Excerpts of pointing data
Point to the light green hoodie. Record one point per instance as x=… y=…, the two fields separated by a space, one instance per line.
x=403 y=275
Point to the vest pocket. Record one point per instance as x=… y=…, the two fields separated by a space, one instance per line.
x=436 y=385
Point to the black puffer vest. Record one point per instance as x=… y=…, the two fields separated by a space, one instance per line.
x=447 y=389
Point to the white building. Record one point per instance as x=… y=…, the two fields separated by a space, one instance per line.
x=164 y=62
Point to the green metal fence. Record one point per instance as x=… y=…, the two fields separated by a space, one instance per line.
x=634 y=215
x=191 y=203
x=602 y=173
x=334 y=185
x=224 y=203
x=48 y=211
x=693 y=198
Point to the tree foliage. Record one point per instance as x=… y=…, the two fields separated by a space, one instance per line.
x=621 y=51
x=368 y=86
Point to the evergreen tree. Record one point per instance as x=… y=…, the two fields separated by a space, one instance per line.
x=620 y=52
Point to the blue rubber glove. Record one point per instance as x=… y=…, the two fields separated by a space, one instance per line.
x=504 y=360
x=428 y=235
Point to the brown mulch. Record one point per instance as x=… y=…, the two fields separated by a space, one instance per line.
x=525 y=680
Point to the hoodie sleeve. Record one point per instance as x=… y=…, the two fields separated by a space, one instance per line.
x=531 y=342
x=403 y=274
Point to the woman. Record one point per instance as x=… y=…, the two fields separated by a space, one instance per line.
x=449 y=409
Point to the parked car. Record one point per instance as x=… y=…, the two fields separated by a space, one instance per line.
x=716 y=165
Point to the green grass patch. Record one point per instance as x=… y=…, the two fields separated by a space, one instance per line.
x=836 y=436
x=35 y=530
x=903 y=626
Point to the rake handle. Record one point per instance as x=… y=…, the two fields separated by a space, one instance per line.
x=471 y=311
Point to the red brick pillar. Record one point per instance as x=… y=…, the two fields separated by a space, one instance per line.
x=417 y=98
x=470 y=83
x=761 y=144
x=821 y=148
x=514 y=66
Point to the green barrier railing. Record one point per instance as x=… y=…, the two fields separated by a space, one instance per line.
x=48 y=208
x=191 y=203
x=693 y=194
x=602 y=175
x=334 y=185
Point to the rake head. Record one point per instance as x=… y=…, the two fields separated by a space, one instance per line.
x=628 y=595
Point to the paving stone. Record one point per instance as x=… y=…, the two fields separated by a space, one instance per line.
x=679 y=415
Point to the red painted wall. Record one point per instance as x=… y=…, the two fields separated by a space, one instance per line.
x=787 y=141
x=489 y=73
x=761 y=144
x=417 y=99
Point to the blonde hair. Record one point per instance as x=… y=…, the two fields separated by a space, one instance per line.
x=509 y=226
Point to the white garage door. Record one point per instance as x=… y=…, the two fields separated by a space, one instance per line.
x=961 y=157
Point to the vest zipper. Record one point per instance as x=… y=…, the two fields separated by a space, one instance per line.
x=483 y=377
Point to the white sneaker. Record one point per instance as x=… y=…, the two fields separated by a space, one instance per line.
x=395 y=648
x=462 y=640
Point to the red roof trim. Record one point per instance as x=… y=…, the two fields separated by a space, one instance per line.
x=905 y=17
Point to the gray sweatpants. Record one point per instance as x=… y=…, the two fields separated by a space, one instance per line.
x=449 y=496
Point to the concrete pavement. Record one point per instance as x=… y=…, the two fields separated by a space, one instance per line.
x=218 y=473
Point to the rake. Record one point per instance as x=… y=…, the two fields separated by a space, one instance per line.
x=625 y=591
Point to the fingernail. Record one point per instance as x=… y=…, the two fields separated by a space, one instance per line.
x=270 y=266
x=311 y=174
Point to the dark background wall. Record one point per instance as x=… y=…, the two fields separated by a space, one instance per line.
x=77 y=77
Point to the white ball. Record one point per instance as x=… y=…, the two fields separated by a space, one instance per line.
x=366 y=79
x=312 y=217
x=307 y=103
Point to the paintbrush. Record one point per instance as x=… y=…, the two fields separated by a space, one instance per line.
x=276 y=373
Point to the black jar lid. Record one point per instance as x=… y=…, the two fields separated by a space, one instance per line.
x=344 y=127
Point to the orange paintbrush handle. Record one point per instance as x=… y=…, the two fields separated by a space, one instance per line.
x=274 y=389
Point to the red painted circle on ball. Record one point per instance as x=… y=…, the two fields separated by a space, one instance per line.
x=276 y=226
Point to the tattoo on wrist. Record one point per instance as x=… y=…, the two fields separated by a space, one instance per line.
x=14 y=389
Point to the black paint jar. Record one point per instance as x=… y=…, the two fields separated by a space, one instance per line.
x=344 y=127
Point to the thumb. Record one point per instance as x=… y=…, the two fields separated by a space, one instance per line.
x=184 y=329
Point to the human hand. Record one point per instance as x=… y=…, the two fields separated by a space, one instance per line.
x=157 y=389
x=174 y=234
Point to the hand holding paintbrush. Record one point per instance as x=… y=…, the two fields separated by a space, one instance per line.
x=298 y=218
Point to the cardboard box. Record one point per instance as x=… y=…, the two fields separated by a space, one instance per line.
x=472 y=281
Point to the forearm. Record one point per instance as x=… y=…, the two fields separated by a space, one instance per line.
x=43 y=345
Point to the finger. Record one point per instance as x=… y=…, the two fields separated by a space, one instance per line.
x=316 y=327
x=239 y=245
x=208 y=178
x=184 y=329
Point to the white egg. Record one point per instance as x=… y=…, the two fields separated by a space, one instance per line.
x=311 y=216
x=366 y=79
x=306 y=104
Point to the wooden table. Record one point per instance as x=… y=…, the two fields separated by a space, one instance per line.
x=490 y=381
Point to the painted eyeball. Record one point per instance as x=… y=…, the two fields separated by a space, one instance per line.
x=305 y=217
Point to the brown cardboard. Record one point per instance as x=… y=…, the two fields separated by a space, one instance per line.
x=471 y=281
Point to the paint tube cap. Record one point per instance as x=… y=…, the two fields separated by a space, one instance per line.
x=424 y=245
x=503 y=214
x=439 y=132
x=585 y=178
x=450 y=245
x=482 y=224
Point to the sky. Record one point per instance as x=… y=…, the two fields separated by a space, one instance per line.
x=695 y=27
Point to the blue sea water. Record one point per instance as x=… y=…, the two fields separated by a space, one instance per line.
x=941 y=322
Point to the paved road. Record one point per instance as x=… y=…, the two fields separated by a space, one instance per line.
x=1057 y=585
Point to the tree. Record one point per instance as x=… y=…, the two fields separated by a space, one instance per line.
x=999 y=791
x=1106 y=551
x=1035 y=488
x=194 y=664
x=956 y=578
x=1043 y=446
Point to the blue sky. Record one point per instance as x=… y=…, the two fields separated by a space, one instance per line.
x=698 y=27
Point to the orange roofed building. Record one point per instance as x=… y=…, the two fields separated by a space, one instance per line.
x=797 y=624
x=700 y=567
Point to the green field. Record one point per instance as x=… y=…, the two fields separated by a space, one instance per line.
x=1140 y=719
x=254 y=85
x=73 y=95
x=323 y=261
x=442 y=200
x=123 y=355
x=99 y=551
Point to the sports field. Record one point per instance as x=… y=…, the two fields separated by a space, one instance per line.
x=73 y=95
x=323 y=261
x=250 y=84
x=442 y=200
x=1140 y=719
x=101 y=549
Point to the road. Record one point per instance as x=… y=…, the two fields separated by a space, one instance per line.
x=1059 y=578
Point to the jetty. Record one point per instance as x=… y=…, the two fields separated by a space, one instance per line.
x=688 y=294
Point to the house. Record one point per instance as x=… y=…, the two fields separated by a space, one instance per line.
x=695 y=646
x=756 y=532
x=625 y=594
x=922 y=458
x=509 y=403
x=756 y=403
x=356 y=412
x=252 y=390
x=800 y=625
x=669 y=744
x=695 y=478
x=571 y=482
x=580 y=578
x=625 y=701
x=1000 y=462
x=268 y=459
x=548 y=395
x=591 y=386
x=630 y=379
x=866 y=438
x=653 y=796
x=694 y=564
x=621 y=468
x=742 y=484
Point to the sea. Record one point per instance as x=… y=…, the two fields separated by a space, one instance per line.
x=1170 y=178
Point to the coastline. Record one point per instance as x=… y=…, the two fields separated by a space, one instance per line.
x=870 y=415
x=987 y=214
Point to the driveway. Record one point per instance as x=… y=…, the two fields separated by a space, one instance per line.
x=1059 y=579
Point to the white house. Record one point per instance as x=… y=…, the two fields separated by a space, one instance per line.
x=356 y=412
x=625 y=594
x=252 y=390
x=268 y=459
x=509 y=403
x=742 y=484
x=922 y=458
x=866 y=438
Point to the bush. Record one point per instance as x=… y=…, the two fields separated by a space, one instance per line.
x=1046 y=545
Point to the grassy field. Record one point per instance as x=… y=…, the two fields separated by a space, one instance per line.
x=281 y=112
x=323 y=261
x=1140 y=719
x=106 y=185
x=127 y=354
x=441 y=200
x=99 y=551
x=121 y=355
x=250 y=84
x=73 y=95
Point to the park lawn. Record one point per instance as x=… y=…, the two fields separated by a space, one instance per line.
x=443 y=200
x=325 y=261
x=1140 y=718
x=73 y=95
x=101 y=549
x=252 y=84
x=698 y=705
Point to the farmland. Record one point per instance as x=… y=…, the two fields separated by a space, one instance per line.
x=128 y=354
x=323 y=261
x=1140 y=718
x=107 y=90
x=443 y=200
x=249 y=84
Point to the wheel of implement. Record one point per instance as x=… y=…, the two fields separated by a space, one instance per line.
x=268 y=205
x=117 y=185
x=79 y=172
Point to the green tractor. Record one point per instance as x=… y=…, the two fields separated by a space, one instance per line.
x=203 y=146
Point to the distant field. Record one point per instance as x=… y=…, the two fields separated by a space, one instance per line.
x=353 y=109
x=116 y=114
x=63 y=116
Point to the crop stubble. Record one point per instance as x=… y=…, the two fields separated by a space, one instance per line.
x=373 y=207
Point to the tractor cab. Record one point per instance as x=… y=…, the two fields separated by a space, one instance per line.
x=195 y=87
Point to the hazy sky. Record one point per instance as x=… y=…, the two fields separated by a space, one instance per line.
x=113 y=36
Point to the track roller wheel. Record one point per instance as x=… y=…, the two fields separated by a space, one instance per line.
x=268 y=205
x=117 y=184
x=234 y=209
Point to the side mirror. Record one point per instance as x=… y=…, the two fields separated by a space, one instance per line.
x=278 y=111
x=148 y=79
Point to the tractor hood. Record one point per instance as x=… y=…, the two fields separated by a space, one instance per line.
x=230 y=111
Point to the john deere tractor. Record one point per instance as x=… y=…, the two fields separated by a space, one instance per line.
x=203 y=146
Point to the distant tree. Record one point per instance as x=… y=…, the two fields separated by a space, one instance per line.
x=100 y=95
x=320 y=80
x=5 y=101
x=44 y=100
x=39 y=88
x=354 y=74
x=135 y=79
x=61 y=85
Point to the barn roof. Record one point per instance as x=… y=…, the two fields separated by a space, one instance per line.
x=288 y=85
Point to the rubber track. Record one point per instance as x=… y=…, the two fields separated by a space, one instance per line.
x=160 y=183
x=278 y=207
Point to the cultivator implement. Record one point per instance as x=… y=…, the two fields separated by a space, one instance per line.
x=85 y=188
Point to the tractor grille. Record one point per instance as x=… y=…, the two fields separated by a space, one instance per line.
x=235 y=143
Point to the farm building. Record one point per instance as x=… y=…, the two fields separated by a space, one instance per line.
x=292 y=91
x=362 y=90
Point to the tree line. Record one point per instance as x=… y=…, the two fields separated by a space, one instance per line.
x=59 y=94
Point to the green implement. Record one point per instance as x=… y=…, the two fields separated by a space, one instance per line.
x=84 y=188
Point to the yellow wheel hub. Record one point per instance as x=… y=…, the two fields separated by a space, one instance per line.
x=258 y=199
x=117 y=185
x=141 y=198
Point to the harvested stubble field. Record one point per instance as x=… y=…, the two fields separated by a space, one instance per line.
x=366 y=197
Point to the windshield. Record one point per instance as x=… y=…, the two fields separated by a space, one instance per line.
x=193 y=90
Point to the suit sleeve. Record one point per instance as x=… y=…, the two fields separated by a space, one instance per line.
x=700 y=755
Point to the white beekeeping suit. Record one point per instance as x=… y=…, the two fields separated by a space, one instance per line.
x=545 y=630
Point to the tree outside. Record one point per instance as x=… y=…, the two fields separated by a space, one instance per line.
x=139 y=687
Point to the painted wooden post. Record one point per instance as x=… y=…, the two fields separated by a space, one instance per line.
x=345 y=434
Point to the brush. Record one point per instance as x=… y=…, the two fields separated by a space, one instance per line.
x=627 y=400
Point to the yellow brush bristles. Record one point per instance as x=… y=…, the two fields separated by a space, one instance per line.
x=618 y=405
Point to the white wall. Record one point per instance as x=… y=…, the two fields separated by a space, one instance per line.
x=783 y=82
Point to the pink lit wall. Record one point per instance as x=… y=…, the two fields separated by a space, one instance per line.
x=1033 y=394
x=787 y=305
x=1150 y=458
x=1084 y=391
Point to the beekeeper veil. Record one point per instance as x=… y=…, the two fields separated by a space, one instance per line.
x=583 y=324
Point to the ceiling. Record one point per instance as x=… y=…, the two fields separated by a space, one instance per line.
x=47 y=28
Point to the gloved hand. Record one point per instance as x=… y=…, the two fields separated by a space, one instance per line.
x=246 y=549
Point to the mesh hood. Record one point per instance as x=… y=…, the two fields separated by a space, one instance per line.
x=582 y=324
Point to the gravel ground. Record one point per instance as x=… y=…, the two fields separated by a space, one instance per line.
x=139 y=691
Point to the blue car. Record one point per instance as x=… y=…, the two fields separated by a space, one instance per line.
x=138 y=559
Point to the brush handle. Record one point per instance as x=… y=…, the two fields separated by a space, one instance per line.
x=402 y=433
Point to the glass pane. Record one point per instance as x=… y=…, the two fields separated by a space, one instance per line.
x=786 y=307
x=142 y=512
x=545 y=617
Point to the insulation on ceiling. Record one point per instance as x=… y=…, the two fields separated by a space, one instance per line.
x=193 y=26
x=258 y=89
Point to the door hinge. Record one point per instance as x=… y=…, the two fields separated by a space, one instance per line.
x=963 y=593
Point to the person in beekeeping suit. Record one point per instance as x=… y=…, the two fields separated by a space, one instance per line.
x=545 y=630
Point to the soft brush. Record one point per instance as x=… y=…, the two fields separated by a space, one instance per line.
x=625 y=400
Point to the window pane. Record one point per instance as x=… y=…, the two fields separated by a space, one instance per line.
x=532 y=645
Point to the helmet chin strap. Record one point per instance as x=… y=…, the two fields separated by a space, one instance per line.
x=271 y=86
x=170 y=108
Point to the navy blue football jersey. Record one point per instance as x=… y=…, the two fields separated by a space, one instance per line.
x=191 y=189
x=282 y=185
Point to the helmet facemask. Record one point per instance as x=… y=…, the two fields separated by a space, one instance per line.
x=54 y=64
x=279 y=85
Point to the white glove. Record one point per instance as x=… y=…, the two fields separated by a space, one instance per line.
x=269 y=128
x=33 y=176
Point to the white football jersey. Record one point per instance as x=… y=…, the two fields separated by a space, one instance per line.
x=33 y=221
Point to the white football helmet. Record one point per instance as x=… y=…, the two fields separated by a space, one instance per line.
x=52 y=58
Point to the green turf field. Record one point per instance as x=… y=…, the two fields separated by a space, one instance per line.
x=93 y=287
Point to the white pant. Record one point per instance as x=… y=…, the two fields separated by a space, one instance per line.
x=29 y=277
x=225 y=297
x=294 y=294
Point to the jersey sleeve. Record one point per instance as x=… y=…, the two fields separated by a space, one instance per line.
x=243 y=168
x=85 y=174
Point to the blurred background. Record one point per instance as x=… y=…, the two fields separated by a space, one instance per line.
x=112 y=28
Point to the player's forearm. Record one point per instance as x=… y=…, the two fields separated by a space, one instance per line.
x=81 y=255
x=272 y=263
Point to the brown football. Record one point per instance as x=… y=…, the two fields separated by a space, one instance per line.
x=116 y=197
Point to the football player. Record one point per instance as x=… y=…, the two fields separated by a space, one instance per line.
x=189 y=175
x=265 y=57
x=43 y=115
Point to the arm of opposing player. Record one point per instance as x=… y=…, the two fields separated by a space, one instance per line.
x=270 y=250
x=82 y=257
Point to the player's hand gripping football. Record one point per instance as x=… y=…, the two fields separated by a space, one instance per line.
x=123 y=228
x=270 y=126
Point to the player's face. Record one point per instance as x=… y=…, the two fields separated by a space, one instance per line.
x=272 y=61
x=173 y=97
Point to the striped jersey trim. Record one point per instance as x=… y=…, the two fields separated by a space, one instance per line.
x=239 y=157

WHAT YOU WILL DO -
Can you copy out, word for word, the data from its first line through the line containing "x=693 y=198", with both of those lines included?

CORRECT RESULT -
Point to the light green hoodie. Record one point per instance as x=… y=…, the two fields separated by a space, one instance per line.
x=403 y=275
Point to the vest pocket. Record one point per instance as x=… y=…, the two fields separated by a space, one instance per line.
x=436 y=385
Point to the black puffer vest. Record one point per instance as x=… y=…, the two fields separated by a space, one instance per line.
x=447 y=389
Point to the white building. Record one point per instance as x=… y=…, the two fields separated by a space, one instance per line.
x=164 y=62
Point to the green metal fence. Record one point per instance as x=… y=…, the two fields separated by a space, one instance per line.
x=634 y=215
x=191 y=203
x=602 y=173
x=334 y=185
x=224 y=203
x=48 y=211
x=693 y=198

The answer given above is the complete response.